* Prompt
Please resume the article on reopened asylum cases for separated parents and children, writing on from its last sentence.

* Extract to read
######

Under pressure from judge, Trump agrees to reopen asylum cases for some immigrant parents and kids.

The Trump administration says it will let some parents who were separated from their kids at the border have a second chance at asylum.

In an about-face from its “zero tolerance” immigration policy, the Department of Homeland Security now says families who were denied asylum after the agency forcibly separated parents and children can pursue their cases again, which could include parents who were deported.


“The settlement importantly leaves open the possibility of some parents who were deported without their children returning to the U.S.,” said Lee Gelernt, the lead attorney on the reunification lawsuit with the American Civil Liberties Union. As of last week, 304 children whose parents were deported without them remain in U.S. custody. Fourteen of those children are under the age of 5.

######

* Supplied information
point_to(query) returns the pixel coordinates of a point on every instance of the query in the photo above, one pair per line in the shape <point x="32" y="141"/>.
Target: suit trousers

######

* Task result
Last month, U.S. District Judge Dana Sabraw in the Southern District of California forced the government to negotiate a solution with lawyers for immigrant children and parents. On Wednesday, the administration submitted the agreement to federal judges, who are likely to approve the plan.

Read: The Trump administration wants to hold immigrant kids in prison-like facilities long-term

Under the Trump administration’s “zero tolerance” immigration policy this spring and summer, DHS took nearly 2,600 immigrant children away from their parents — sometimes separating families who crossed the border legally through a port of entry — and put the kids in the Health and Human Services shelter system, reclassifying them as “unaccompanied,” despite their having traveled to the U.S. with an adult.

DHS sent separated parents to immigration detention centers across the country, sometimes thousands of miles from the shelters where their children were located, with no plan to reunite families. Many parents whose children the government took away failed the crucial first hurdle to getting asylum in which an immigration official tests whether an immigrant’s fear of returning to their home country is legitimate.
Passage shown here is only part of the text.